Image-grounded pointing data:
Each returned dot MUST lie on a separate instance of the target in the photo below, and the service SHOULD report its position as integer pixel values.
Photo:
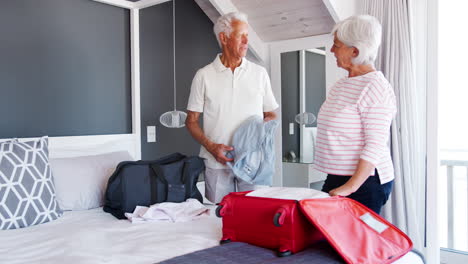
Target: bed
(93, 236)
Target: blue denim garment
(254, 151)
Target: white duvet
(94, 236)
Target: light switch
(151, 134)
(291, 128)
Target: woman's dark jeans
(371, 194)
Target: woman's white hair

▶ **Your instructions**
Copying begins at the line that holds "Target: white duvet" and ends at the last line of the data above, with both included and each line kept exactly.

▶ **Answer area**
Target: white duvet
(94, 236)
Target: light switch
(151, 134)
(291, 128)
Target: woman's dark jeans
(371, 194)
Target: woman's white hair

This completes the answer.